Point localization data
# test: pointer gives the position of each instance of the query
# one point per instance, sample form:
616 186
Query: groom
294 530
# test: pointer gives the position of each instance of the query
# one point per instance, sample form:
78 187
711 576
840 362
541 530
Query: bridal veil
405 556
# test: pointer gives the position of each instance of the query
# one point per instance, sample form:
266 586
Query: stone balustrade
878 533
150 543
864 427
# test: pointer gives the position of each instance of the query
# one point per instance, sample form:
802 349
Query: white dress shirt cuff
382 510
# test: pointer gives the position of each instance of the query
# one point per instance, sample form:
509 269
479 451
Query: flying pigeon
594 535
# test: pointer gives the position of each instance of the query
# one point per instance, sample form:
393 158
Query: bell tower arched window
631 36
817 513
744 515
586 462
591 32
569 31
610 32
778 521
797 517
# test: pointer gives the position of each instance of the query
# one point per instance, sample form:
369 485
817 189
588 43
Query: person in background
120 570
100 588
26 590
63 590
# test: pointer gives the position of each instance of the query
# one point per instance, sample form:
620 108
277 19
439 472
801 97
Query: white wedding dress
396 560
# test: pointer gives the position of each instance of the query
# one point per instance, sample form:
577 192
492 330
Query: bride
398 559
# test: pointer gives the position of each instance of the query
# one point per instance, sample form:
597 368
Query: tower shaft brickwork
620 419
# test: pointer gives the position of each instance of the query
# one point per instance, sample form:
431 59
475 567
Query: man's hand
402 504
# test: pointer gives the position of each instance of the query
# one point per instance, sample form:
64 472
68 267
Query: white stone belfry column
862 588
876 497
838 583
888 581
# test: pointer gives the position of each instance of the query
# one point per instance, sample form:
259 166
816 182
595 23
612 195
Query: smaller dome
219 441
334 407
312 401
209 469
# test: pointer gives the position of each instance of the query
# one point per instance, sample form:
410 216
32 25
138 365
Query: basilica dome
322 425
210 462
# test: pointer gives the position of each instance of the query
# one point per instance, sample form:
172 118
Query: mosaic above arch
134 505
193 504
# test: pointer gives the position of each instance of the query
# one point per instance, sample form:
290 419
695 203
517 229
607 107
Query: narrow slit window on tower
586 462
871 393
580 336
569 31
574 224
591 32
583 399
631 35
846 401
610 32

**Required action**
The entries above are to be retyped exactly, with nothing left out.

**Output of the exercise**
# test: pointer gives the position of each instance of the query
# one point per instance, sample form:
616 186
Query: groom
294 530
# test: pointer gives the position of each instance of the query
# one point per instance, sample form:
78 187
711 576
840 362
541 530
Query: bridal veil
405 556
# test: pointer gives the position of each instance of the query
# one point per instance, sample form:
266 586
Query: stone balustrade
878 533
150 543
864 427
# test: pointer gives the position of each instance of the query
# one point per instance, sample form:
802 349
Query: white dress shirt cuff
382 510
# test: pointer gives the position of each instance of the query
# one point per instance, sample form:
509 269
479 451
Query: flying pigeon
594 535
# test: pointer gives the position of each instance of the query
# one point per instance, sample form:
393 158
Query: bell tower arched window
631 36
817 513
744 515
586 462
591 32
569 31
610 32
778 521
797 517
# test: pointer gives the position of each instance of the query
# one point per instance, sample form:
369 485
817 189
588 43
Query: person in background
120 570
100 588
26 590
63 590
# test: pointer gives the position of each instance of the query
# one point per instance, sample form:
620 108
277 19
439 472
801 97
Query: white wedding dress
396 560
# test: pointer gives the position of each instance of the query
# one point per instance, sample form:
577 192
492 330
Query: bride
398 559
# test: pointer gives the position of each instance of the query
# one point per instance, sample form:
597 368
Query: tower shaft brickwork
620 419
# test: pointer gives the position of each instance of the query
# one point per instance, sample form:
431 59
475 567
Query: man's hand
402 504
# test: pointer gives the position of each instance of the query
# one point per instance, sample form:
64 472
68 267
Query: white stone belfry column
862 588
876 497
838 583
888 581
# test: pointer gives the position of each instance of the query
# one point per instance, sample form:
259 166
816 182
595 23
612 195
Query: smaller dome
219 441
334 407
312 401
209 469
# test: pointer gives the position of each instance of the query
# one point per instance, sample form:
410 216
32 25
138 365
Query: basilica dome
322 425
210 462
# test: pointer gives the position of each instance of the query
# one point per instance, sample form:
172 118
Query: mosaic above arch
134 505
193 504
# test: pointer gives the position of each instance of the query
# one point per instance, sample form:
290 419
695 203
517 229
607 107
Query: narrow slit window on tower
586 462
871 393
580 336
569 31
574 224
591 32
583 399
631 35
846 401
610 32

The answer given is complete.